— Start ENTRIES —
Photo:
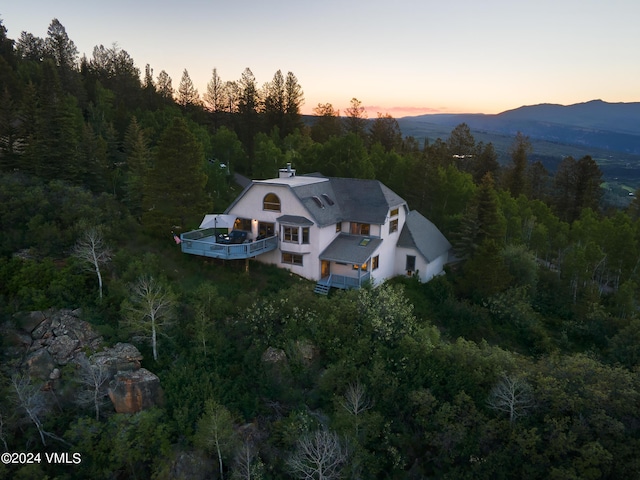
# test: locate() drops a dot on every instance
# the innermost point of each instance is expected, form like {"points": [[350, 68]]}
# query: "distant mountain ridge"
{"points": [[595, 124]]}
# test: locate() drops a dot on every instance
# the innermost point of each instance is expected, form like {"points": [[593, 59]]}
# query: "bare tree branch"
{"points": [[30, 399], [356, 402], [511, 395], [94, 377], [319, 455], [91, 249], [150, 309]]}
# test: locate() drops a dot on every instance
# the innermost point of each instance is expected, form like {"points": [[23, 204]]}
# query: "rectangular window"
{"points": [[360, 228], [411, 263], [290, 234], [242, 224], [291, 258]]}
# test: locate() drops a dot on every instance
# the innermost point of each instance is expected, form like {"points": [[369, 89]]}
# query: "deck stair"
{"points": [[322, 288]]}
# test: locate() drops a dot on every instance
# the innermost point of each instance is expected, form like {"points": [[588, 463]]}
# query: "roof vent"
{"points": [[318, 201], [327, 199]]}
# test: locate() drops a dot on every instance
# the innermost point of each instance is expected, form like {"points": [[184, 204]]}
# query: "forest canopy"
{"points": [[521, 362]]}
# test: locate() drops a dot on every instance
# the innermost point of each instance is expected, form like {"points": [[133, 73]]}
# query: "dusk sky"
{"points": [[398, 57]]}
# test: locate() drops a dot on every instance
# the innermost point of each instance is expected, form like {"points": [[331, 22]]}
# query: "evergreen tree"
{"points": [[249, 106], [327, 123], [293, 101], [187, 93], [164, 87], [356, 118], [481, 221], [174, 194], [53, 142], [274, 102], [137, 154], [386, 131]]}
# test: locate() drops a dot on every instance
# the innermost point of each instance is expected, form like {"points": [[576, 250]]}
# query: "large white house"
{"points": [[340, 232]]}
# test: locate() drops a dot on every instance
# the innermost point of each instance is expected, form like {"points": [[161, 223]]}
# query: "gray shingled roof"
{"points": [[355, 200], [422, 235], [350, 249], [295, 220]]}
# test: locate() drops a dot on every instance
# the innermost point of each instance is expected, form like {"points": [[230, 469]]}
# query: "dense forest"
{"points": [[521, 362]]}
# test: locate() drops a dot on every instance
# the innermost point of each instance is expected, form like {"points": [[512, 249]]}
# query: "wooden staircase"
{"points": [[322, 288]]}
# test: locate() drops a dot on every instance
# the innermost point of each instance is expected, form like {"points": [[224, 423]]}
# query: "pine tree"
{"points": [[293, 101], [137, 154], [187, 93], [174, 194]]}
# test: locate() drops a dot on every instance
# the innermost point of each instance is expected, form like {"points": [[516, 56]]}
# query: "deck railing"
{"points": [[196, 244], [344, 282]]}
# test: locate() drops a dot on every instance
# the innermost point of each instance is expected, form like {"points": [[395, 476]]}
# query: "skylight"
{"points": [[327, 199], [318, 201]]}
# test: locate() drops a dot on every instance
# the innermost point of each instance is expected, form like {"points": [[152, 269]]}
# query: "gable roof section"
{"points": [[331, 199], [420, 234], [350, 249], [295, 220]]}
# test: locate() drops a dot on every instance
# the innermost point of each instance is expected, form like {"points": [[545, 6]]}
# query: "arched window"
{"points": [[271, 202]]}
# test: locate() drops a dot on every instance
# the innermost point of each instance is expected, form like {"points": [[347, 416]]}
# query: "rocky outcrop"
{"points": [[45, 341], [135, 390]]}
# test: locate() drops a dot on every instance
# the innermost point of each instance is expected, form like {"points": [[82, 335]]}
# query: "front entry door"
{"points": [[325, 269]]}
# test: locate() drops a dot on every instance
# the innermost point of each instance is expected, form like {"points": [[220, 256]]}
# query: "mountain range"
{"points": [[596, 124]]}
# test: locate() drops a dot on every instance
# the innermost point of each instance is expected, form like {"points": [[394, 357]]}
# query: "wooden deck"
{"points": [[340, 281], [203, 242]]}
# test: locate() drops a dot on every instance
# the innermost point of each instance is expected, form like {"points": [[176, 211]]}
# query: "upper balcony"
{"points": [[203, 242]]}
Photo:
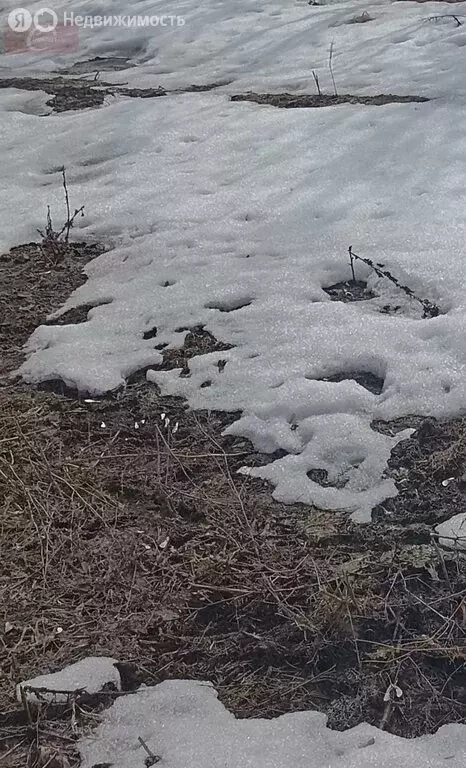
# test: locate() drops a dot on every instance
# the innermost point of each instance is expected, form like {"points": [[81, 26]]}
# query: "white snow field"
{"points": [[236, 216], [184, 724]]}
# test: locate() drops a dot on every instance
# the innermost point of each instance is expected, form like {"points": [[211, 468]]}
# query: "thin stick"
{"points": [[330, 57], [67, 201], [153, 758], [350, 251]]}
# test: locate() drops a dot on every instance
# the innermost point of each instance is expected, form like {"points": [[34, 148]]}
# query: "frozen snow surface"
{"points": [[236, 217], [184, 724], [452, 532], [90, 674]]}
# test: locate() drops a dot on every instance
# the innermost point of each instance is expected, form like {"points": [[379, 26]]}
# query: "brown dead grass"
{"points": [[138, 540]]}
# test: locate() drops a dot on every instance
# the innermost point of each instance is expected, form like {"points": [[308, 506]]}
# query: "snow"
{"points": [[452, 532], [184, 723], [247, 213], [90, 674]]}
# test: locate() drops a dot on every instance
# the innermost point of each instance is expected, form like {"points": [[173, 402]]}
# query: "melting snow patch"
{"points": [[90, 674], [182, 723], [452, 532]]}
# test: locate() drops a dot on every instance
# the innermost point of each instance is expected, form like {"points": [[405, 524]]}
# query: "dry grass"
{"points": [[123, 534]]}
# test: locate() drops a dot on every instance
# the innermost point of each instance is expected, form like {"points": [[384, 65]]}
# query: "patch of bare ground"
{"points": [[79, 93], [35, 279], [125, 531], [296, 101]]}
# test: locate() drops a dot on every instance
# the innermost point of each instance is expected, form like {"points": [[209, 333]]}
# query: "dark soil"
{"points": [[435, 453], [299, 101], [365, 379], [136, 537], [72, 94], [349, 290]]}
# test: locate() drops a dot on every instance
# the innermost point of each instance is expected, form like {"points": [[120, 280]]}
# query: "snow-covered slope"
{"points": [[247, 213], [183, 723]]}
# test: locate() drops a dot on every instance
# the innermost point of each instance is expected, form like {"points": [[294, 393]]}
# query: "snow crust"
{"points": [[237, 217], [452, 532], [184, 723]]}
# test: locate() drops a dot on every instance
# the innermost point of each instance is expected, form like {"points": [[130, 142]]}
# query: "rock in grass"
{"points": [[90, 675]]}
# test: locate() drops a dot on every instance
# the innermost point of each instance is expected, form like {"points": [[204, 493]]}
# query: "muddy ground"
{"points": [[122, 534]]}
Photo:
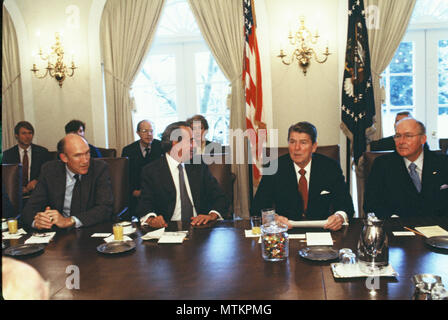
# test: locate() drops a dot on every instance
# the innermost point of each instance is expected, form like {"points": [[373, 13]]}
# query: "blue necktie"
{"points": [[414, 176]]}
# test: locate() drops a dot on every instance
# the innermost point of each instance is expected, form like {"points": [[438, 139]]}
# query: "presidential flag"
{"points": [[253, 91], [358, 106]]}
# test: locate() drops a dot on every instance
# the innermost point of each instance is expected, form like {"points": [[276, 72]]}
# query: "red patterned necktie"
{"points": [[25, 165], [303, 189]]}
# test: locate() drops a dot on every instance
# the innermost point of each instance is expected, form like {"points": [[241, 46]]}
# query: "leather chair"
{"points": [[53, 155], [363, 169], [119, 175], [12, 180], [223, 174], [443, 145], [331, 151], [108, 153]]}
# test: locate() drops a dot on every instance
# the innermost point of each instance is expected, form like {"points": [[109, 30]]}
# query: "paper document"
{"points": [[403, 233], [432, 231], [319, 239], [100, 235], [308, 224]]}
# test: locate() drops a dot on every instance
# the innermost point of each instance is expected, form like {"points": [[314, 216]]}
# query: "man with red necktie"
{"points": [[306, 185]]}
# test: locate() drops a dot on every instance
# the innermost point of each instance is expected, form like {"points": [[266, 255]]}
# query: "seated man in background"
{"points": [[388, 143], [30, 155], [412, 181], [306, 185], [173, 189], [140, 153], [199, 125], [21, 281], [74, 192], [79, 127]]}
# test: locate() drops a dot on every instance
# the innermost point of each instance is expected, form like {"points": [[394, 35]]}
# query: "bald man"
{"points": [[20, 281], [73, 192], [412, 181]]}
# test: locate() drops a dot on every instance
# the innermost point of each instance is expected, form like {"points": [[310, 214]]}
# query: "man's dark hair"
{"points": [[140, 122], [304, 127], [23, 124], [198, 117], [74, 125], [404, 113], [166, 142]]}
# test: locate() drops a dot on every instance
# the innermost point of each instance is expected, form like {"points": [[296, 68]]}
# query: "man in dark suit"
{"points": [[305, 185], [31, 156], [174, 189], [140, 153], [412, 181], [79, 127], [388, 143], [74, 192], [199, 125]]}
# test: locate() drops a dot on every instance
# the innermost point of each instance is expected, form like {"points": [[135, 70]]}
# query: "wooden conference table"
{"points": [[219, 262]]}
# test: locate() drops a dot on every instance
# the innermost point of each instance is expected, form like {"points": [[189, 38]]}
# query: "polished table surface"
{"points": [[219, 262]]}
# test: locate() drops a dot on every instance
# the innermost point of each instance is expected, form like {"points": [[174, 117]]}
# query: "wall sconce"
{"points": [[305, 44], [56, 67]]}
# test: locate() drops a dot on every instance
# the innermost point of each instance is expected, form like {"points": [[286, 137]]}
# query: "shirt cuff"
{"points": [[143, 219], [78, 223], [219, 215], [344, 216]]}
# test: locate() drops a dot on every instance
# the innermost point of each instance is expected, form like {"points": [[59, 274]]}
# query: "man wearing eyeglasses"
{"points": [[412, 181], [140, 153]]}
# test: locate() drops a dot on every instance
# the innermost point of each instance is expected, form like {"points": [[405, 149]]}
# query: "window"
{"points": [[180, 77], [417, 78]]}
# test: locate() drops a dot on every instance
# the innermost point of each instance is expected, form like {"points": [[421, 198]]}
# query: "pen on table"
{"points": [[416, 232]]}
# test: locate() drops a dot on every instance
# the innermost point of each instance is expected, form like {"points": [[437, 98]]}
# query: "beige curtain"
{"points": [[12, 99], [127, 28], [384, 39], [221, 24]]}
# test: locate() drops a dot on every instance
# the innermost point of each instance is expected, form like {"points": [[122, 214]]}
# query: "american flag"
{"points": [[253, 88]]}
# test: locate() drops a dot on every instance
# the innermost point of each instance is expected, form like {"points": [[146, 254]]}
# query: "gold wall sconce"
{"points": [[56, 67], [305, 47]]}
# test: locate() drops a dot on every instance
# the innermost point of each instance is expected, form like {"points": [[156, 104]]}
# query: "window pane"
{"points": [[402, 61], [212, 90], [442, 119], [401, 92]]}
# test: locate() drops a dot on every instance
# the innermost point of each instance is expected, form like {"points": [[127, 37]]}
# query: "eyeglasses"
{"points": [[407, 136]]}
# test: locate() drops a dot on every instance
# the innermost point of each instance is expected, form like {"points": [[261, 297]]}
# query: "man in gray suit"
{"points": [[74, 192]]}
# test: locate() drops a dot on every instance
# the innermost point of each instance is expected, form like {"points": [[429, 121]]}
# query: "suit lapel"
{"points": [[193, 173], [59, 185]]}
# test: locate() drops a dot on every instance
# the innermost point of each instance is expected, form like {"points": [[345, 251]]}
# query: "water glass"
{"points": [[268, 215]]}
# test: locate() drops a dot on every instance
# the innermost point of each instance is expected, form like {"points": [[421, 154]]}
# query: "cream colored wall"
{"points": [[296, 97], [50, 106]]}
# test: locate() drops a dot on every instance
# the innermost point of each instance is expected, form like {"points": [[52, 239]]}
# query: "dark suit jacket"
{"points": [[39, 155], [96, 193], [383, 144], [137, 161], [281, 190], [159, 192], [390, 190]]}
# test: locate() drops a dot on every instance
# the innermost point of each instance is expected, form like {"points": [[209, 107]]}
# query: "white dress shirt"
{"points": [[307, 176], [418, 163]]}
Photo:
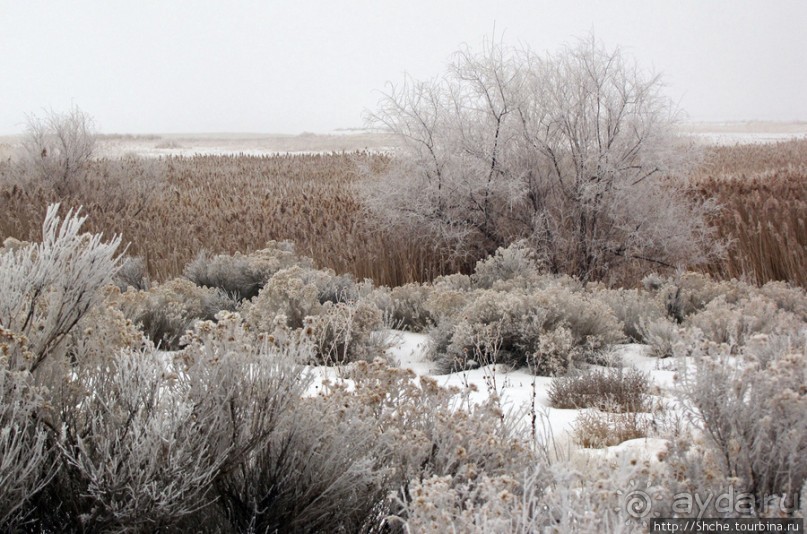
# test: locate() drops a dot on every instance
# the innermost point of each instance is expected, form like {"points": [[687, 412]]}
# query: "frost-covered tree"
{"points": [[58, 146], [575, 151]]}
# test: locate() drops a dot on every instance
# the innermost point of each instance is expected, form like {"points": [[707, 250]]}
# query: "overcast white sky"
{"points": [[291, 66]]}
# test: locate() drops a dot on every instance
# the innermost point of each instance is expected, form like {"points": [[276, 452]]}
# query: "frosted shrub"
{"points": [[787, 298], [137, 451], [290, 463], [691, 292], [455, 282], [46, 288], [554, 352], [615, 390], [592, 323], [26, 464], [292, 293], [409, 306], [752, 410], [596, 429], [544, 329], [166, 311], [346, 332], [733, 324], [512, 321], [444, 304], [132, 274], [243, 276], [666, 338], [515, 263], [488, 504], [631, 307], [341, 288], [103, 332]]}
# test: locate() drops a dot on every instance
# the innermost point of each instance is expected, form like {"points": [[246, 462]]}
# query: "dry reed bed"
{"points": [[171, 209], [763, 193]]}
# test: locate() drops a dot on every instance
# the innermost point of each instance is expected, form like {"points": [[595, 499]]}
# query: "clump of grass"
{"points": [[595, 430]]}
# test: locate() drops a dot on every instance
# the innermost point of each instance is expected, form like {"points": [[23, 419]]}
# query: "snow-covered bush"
— End ENTRIES —
__DIRECTION__:
Pull every line from the records above that contains the word "shirt", treating uppercase and lowercase as different.

__THE RESPONSE__:
# query: "shirt cuff"
# query: "white dress shirt"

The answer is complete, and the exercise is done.